Presenta come tabella Markdown, con le colonne "Numero" e "Riga", il tratto delle voci che va dalla riga contenente "Target: <item>man in sunglasses</item>" fino alla fine delle voci, estremi inclusi. Tralascia le righe vuote.
======== DATI DISPONIBILI
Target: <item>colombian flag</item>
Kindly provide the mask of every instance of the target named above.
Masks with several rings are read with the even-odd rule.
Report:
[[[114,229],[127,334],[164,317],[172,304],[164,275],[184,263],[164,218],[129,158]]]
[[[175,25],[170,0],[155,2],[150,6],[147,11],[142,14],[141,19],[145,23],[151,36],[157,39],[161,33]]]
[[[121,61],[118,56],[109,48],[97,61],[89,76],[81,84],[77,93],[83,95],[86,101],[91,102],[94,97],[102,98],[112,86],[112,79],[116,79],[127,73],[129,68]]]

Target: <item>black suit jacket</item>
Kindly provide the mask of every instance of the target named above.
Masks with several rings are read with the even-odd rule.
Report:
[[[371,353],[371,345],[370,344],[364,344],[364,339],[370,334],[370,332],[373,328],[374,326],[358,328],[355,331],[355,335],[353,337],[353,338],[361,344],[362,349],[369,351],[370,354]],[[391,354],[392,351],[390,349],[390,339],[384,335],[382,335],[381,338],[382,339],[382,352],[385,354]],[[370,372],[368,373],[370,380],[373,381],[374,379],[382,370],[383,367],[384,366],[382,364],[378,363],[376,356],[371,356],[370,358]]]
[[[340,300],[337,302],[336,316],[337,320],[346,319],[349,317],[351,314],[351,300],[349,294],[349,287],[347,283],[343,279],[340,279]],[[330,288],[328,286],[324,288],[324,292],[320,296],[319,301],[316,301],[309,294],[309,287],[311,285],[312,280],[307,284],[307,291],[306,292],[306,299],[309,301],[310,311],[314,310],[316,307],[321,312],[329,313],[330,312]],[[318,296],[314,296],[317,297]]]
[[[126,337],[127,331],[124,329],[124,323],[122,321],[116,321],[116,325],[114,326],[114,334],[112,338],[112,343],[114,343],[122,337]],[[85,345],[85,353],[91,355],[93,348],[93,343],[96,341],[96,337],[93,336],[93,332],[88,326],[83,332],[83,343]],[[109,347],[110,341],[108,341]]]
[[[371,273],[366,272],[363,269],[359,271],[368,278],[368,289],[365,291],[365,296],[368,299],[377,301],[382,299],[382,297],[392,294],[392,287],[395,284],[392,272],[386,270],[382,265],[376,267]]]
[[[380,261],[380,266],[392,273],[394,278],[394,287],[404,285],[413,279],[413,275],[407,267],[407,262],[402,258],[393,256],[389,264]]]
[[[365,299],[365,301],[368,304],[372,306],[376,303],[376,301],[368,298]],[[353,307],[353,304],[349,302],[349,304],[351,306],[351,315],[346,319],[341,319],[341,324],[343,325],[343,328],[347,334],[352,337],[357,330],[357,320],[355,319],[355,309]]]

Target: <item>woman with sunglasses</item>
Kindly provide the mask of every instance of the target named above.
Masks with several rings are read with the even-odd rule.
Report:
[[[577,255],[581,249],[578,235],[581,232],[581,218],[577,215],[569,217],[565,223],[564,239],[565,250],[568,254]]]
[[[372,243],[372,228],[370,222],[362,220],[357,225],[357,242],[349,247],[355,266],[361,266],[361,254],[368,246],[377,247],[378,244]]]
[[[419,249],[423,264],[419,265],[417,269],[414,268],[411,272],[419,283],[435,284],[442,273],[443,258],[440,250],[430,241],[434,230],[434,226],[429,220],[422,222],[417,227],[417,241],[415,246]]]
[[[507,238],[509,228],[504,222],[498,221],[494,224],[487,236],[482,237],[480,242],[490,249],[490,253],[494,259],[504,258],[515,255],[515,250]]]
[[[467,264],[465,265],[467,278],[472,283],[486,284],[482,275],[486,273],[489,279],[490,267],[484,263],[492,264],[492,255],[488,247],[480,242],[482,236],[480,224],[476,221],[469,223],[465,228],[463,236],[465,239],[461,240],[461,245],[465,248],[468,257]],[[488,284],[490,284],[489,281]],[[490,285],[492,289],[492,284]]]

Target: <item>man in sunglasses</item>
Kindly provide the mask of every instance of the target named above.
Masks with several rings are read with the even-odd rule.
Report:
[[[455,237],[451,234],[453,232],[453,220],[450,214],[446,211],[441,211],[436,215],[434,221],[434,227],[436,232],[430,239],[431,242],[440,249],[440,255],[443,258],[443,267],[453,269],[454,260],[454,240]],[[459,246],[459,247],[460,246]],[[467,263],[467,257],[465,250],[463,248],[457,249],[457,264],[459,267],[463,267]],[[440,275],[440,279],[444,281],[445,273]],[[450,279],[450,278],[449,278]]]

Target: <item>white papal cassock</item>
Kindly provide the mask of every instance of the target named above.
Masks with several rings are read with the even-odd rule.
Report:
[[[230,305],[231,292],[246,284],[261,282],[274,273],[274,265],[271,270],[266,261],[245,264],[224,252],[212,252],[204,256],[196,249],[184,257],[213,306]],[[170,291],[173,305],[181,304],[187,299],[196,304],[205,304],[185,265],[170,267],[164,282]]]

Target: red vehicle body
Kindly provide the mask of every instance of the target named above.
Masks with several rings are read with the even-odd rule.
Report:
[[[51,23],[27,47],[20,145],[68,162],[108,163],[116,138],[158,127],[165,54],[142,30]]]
================
### SOLUZIONE
| Numero | Riga |
|---|---|
| 1 | Target: <item>man in sunglasses</item> |
| 2 | Kindly provide the mask of every instance of the target named above. |
| 3 | Masks with several rings are read with the even-odd rule. |
| 4 | Report: |
| 5 | [[[455,237],[451,234],[453,232],[453,220],[450,214],[446,211],[441,211],[436,215],[434,221],[434,227],[436,232],[430,239],[431,242],[440,249],[440,255],[443,258],[443,267],[453,269],[454,260],[454,240]],[[459,246],[459,247],[460,246]],[[467,263],[467,257],[465,250],[463,248],[457,249],[457,264],[459,267],[463,267]],[[440,275],[440,279],[444,281],[445,273]],[[450,279],[450,278],[449,278]]] |
| 6 | Target: <item>white papal cassock</item> |
| 7 | Kindly provide the mask of every instance of the target named above. |
| 8 | Masks with several rings are read with the even-odd rule. |
| 9 | Report: |
| 10 | [[[230,305],[231,292],[246,284],[261,282],[274,273],[274,265],[271,270],[266,261],[245,264],[224,252],[212,252],[204,256],[196,249],[184,257],[213,306]],[[170,291],[173,305],[181,304],[187,299],[196,304],[205,304],[185,265],[170,267],[164,282]]] |
| 11 | Target: red vehicle body |
| 12 | Kindly provide the mask of every instance of the target named above. |
| 13 | Masks with several rings are read with the even-odd rule. |
| 14 | Report: |
| 15 | [[[51,23],[27,47],[20,145],[68,162],[108,163],[116,138],[158,127],[165,54],[142,30]]] |